> [Your instructions]: Copy word for word the passage of the account of the Lords' judgment below, from "Lords Colonsay and" to "would escape unscathed.".

> [Given passage]:
[Start of section]
Lord Chelmsford next delivered a long judgment, agreeing with that of the Lord Chancellor, and in the course of it remarked that it was impossible to disbelieve the story of the alleged birth, as he did, without coming to the conclusion that certain of the witnesses had been guilty of the grave crimes of conspiracy and perjury. With reference to the Liverpool story, he said he was satisfied that the child brought into the workhouse by Mary Best, and taken by her to Yorkshire, was not that of which she had been confined, although he did not believe her statement of the way in which she had become possessed of the child which she had subsequently passed off as her own.
Lords Colonsay and Redesdale concurred; and the Earl of Winchelsea, as a lay lord, and one of the public, gave it as his opinion that the story told by Mrs. Howard was utterly incredible, being only worthy to form the plot of a sensational novel. He regretted that Mr. Baudenage, the principal mover in this conspiracy, would escape unscathed.
[End of section]
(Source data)
[Start of section]
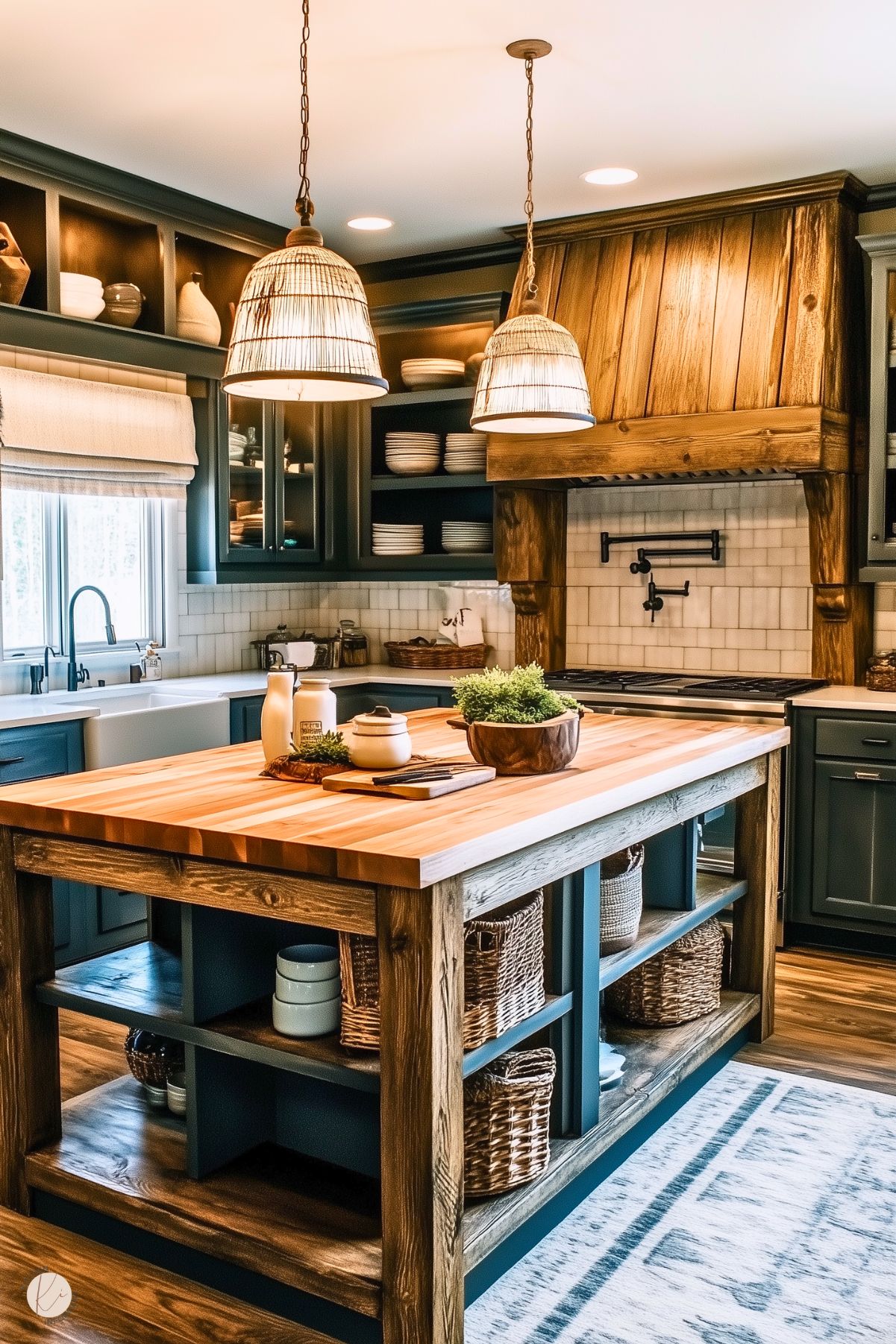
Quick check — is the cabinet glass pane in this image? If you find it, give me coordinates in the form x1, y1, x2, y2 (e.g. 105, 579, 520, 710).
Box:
286, 403, 317, 552
227, 396, 265, 551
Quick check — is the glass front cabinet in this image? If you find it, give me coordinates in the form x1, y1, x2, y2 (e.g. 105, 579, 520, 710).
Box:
859, 234, 896, 582
187, 384, 333, 584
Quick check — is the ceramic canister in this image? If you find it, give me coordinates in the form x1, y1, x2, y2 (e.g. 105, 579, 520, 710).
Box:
293, 676, 336, 751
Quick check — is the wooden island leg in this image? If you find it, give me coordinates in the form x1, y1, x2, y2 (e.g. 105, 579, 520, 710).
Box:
0, 827, 62, 1213
731, 751, 780, 1040
377, 881, 463, 1344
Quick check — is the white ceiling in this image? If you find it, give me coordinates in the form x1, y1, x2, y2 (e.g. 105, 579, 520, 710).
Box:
0, 0, 896, 260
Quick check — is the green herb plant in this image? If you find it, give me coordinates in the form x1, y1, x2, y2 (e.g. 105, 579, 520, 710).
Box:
454, 663, 579, 723
290, 733, 352, 765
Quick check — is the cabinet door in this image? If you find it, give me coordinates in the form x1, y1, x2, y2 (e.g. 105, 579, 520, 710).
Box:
812, 760, 896, 925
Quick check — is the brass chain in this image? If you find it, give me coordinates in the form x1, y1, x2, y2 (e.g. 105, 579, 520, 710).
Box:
295, 0, 314, 225
525, 57, 539, 299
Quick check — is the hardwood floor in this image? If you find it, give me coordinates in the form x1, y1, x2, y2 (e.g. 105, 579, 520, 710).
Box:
738, 950, 896, 1095
59, 950, 896, 1099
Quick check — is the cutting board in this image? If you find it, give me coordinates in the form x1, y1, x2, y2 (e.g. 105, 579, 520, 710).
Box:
321, 765, 495, 798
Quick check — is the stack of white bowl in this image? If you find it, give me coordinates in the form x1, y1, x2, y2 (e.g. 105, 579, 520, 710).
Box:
273, 943, 340, 1037
445, 430, 486, 476
59, 270, 106, 321
386, 430, 442, 476
442, 523, 492, 555
372, 523, 423, 555
401, 359, 463, 388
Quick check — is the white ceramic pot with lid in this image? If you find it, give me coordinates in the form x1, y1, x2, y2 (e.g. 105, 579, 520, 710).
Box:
348, 704, 413, 770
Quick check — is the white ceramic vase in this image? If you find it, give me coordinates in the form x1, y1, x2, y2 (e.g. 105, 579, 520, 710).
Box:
262, 671, 293, 765
178, 270, 220, 346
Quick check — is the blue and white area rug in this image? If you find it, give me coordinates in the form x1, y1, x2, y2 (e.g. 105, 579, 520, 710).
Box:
466, 1063, 896, 1344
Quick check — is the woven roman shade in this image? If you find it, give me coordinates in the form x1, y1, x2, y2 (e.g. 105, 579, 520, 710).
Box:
0, 368, 196, 498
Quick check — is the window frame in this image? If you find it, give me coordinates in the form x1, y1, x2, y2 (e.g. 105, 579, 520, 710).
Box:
0, 490, 172, 663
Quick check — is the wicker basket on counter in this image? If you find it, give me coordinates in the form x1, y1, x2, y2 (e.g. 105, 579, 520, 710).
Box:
339, 891, 544, 1050
383, 640, 489, 668
606, 919, 725, 1027
865, 649, 896, 691
463, 1050, 556, 1198
601, 844, 643, 957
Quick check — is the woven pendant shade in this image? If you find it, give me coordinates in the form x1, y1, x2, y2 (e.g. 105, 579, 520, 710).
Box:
470, 312, 594, 434
222, 239, 388, 401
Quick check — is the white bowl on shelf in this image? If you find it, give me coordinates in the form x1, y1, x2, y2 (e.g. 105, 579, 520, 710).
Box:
275, 970, 341, 1004
277, 943, 339, 981
272, 995, 341, 1037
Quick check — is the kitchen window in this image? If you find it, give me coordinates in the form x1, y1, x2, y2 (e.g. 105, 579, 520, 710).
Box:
3, 490, 165, 658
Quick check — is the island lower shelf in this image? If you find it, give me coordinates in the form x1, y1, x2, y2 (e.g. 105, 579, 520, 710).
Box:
25, 990, 759, 1316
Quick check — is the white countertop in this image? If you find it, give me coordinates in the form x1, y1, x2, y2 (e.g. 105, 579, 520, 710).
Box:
0, 663, 470, 728
794, 686, 896, 713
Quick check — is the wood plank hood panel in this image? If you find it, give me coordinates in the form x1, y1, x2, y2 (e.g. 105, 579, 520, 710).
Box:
489, 175, 861, 480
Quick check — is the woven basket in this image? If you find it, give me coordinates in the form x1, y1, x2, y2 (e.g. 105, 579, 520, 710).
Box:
865, 649, 896, 691
601, 844, 643, 957
383, 640, 489, 668
606, 919, 724, 1027
339, 891, 544, 1050
463, 1050, 556, 1198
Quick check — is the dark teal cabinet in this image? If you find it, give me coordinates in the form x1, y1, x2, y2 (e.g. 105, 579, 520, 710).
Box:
230, 681, 454, 742
785, 707, 896, 951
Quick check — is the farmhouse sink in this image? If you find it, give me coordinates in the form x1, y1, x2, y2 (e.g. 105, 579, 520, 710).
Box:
84, 690, 230, 770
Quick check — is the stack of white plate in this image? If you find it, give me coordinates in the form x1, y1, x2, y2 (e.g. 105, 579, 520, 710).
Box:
386, 430, 442, 476
445, 430, 486, 476
401, 359, 463, 388
59, 270, 106, 321
442, 523, 492, 555
374, 523, 423, 555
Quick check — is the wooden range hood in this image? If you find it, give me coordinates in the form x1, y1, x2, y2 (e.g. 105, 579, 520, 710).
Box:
488, 173, 873, 683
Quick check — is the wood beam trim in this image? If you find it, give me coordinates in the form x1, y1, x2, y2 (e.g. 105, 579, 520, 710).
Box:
13, 834, 376, 934
488, 406, 852, 483
505, 172, 868, 246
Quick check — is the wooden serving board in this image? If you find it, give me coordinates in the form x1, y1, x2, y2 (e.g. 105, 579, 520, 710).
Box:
321, 765, 495, 798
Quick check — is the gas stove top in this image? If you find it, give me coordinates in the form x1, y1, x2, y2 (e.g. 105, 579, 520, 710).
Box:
547, 668, 827, 703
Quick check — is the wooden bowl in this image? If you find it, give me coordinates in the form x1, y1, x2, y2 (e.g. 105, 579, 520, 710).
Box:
450, 710, 580, 774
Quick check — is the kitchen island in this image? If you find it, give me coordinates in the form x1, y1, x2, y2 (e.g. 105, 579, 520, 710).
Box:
0, 710, 789, 1344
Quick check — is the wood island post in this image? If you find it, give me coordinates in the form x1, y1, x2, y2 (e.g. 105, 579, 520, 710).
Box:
376, 881, 463, 1344
0, 827, 62, 1213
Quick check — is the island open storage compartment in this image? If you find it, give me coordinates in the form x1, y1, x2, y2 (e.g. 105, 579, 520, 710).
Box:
0, 710, 786, 1344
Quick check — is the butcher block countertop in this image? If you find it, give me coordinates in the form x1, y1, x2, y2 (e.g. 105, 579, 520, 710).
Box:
0, 710, 790, 887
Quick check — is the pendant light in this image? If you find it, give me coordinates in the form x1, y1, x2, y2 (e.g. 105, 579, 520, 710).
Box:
222, 0, 388, 401
470, 37, 594, 434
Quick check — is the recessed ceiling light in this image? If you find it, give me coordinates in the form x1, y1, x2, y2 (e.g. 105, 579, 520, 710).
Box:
348, 215, 394, 233
582, 168, 638, 187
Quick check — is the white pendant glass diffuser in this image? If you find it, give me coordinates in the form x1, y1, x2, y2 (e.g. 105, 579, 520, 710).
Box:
470, 39, 594, 434
222, 0, 388, 401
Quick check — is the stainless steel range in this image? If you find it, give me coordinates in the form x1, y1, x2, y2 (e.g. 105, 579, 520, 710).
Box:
547, 668, 827, 946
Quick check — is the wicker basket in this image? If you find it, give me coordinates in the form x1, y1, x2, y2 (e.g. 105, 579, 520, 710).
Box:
383, 640, 489, 668
601, 844, 643, 957
339, 891, 544, 1050
463, 1050, 556, 1198
865, 649, 896, 691
606, 919, 725, 1027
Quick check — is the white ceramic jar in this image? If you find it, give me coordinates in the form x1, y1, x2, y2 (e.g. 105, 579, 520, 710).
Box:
347, 704, 413, 770
262, 669, 294, 765
293, 676, 336, 751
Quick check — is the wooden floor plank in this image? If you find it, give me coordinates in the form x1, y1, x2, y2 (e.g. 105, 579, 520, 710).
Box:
0, 1208, 327, 1344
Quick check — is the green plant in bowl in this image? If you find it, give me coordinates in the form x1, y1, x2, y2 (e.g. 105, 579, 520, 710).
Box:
454, 663, 584, 774
454, 663, 580, 723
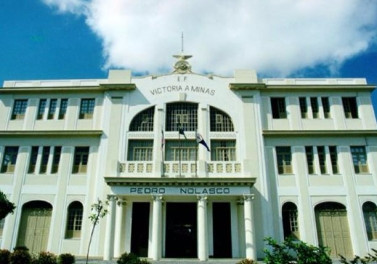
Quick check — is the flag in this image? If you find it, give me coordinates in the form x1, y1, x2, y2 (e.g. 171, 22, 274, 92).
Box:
196, 132, 210, 151
178, 124, 187, 139
161, 129, 165, 149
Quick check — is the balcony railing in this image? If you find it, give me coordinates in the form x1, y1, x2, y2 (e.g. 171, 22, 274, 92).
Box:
119, 161, 242, 177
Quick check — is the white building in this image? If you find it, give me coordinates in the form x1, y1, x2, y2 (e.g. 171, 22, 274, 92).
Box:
0, 56, 377, 260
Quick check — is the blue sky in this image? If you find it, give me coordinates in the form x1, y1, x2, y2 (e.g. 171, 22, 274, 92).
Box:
0, 0, 377, 115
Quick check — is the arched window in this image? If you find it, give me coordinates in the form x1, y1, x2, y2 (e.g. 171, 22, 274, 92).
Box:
166, 103, 198, 131
363, 202, 377, 240
210, 106, 234, 132
282, 202, 300, 239
130, 106, 154, 131
65, 202, 83, 238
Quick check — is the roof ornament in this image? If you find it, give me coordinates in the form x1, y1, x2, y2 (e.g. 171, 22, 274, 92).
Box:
173, 32, 192, 74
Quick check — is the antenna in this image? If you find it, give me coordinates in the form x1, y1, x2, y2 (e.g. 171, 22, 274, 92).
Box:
181, 32, 183, 54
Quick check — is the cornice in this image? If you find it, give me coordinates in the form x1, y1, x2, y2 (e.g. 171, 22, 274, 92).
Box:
105, 177, 256, 187
0, 83, 136, 94
263, 130, 377, 137
0, 130, 103, 137
229, 83, 376, 92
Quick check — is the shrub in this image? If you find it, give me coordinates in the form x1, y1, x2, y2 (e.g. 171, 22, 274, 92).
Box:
0, 249, 10, 264
236, 259, 257, 264
10, 247, 31, 264
117, 253, 150, 264
58, 253, 75, 264
264, 238, 332, 264
33, 252, 57, 264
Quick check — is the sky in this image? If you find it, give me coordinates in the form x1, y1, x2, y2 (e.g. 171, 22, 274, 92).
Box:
0, 0, 377, 115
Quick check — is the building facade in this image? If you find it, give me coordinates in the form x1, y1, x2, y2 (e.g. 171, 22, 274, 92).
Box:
0, 55, 377, 260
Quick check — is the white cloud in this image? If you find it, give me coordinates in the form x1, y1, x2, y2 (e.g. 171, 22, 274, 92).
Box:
43, 0, 377, 75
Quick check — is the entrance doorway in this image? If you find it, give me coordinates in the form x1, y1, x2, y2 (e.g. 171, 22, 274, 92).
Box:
212, 203, 232, 258
315, 202, 353, 258
17, 201, 52, 253
131, 203, 150, 257
165, 203, 197, 258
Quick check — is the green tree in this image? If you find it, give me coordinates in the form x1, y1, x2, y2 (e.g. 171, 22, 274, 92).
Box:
0, 191, 16, 220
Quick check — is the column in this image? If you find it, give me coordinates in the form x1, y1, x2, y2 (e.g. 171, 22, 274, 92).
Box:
103, 196, 116, 260
243, 194, 257, 260
151, 195, 162, 260
114, 199, 127, 257
198, 195, 208, 261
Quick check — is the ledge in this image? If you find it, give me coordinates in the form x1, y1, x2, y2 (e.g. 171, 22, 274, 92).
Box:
105, 177, 256, 187
0, 130, 103, 137
263, 130, 377, 137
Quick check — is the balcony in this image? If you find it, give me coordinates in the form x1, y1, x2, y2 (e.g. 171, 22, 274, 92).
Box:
119, 161, 242, 178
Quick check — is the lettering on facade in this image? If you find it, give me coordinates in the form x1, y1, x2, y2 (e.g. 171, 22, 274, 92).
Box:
150, 85, 216, 96
129, 187, 231, 195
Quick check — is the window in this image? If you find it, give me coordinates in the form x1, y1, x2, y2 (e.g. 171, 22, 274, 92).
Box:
130, 107, 154, 131
165, 140, 198, 161
27, 146, 39, 173
79, 98, 95, 119
299, 97, 308, 118
39, 147, 50, 174
11, 99, 27, 120
351, 146, 369, 173
321, 97, 330, 118
65, 202, 83, 238
58, 99, 68, 119
271, 98, 287, 119
51, 146, 62, 173
310, 97, 319, 118
342, 97, 358, 118
166, 103, 198, 131
305, 146, 315, 174
72, 147, 89, 173
47, 99, 58, 119
329, 146, 339, 174
317, 146, 327, 174
363, 202, 377, 240
128, 140, 153, 161
210, 107, 234, 132
1, 147, 18, 173
282, 202, 300, 240
37, 99, 47, 119
211, 140, 236, 161
276, 147, 292, 174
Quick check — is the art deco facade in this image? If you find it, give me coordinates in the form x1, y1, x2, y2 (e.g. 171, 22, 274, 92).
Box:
0, 56, 377, 260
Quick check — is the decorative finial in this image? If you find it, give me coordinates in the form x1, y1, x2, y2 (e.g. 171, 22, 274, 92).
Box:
173, 32, 192, 74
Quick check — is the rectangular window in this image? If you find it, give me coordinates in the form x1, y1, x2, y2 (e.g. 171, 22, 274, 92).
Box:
1, 147, 18, 173
276, 147, 292, 174
128, 140, 153, 161
329, 146, 339, 174
37, 99, 47, 119
321, 97, 330, 118
342, 97, 358, 118
58, 98, 68, 119
79, 98, 95, 119
51, 146, 62, 174
317, 146, 327, 174
310, 97, 319, 118
11, 99, 27, 120
351, 146, 369, 173
305, 146, 315, 174
211, 140, 236, 161
165, 140, 198, 161
299, 97, 308, 118
72, 147, 89, 173
271, 98, 287, 119
47, 99, 58, 119
39, 146, 50, 174
27, 146, 39, 173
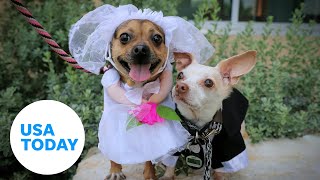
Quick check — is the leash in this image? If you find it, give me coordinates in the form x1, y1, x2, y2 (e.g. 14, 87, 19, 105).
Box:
176, 108, 222, 180
11, 0, 106, 74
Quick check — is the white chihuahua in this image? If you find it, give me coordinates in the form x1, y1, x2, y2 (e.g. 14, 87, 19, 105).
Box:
162, 51, 256, 179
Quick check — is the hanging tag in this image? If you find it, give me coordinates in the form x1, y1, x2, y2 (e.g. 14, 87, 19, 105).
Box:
185, 142, 204, 169
186, 155, 203, 169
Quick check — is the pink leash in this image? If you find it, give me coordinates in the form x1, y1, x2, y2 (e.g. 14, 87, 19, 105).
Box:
11, 0, 106, 73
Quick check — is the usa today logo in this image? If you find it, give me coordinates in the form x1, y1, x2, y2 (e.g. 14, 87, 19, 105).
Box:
10, 100, 85, 175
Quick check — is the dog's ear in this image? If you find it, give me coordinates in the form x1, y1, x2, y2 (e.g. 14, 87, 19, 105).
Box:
173, 52, 194, 71
218, 51, 257, 85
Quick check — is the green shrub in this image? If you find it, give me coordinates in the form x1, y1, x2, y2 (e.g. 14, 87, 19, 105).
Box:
195, 0, 320, 142
0, 0, 320, 179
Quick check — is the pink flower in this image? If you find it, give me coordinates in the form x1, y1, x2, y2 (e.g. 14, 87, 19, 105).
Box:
129, 102, 164, 125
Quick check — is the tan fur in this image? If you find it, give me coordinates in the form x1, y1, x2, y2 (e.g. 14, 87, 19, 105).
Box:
106, 20, 172, 180
111, 20, 167, 86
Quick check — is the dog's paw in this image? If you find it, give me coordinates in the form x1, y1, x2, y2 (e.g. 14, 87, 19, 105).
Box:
104, 172, 127, 180
159, 176, 174, 180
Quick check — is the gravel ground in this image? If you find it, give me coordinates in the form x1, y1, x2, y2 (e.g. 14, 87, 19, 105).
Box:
73, 135, 320, 180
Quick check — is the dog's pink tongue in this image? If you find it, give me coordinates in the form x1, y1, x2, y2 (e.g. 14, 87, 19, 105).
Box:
129, 64, 151, 82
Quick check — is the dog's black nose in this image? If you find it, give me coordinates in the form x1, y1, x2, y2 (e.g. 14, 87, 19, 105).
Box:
132, 45, 150, 56
175, 82, 189, 94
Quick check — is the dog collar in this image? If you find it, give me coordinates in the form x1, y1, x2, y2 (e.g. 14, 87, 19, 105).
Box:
176, 107, 222, 180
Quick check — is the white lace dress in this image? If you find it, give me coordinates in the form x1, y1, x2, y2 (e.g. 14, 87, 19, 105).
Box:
98, 68, 189, 164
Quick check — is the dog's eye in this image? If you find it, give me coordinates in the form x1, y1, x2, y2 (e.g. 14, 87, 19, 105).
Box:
152, 34, 162, 44
204, 79, 213, 88
177, 72, 184, 80
120, 33, 131, 44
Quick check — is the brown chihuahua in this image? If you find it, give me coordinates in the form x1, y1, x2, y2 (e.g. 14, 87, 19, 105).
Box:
106, 19, 172, 180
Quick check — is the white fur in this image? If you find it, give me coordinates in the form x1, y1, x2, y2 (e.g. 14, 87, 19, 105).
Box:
172, 63, 232, 127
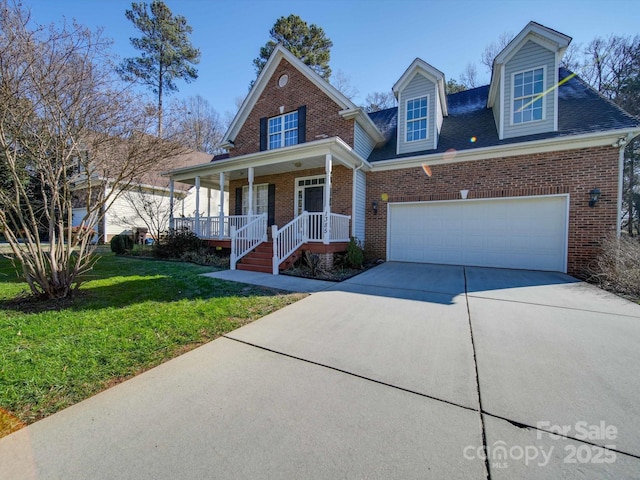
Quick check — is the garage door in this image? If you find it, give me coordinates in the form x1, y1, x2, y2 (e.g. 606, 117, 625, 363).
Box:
387, 196, 568, 272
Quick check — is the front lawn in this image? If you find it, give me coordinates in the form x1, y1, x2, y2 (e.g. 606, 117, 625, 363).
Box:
0, 254, 303, 437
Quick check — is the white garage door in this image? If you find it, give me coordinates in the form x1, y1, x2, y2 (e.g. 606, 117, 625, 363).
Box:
387, 196, 568, 272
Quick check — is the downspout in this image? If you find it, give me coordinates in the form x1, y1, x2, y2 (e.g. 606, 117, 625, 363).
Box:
351, 161, 364, 241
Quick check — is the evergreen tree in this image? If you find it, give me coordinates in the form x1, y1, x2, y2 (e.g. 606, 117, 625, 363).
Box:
253, 15, 333, 81
118, 0, 200, 137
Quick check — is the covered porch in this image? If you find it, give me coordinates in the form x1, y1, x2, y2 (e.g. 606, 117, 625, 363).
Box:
167, 137, 368, 274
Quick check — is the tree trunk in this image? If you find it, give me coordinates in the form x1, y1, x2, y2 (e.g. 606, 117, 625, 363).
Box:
627, 155, 635, 237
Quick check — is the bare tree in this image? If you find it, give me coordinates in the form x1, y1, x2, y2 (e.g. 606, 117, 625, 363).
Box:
364, 92, 398, 113
331, 70, 360, 100
560, 43, 582, 73
165, 95, 224, 154
460, 62, 478, 88
0, 0, 185, 298
480, 32, 513, 73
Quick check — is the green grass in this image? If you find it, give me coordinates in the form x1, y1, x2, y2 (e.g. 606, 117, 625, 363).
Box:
0, 254, 303, 437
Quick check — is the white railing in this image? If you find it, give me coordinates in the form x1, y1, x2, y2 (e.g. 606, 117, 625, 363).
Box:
309, 212, 351, 242
173, 215, 258, 239
230, 213, 267, 270
271, 212, 311, 275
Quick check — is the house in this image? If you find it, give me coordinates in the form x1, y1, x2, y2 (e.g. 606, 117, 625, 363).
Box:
168, 22, 640, 276
72, 151, 228, 243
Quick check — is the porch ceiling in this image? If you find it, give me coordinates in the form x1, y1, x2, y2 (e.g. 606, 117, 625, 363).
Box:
165, 137, 371, 190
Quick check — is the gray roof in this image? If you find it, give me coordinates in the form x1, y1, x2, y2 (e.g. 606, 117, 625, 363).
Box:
368, 68, 640, 162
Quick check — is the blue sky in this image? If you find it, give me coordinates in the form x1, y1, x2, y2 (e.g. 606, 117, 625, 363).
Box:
22, 0, 639, 119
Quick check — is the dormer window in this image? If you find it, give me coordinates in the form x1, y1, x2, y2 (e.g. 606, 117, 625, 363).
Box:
406, 97, 428, 142
269, 111, 298, 150
513, 67, 544, 124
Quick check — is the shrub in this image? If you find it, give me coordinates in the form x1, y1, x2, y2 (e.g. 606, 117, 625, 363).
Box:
180, 250, 229, 268
345, 237, 364, 268
153, 229, 204, 258
109, 234, 133, 255
590, 236, 640, 298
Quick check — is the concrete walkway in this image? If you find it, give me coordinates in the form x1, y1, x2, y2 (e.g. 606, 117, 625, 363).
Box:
0, 263, 640, 479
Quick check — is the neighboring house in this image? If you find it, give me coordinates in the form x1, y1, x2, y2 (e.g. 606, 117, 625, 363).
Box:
168, 22, 640, 275
73, 152, 228, 243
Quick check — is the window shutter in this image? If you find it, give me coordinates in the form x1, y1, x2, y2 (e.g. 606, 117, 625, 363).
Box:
260, 117, 269, 152
236, 187, 242, 215
298, 105, 307, 143
267, 183, 276, 226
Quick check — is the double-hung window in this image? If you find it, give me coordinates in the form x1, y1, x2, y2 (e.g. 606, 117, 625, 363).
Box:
406, 97, 428, 142
269, 111, 298, 150
513, 68, 544, 124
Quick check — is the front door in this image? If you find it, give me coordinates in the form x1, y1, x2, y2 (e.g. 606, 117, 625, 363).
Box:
304, 186, 324, 212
[End of section]
> [Answer section]:
Lords Colonsay and Redesdale concurred; and the Earl of Winchelsea, as a lay lord, and one of the public, gave it as his opinion that the story told by Mrs. Howard was utterly incredible, being only worthy to form the plot of a sensational novel. He regretted that Mr. Baudenage, the principal mover in this conspiracy, would escape unscathed.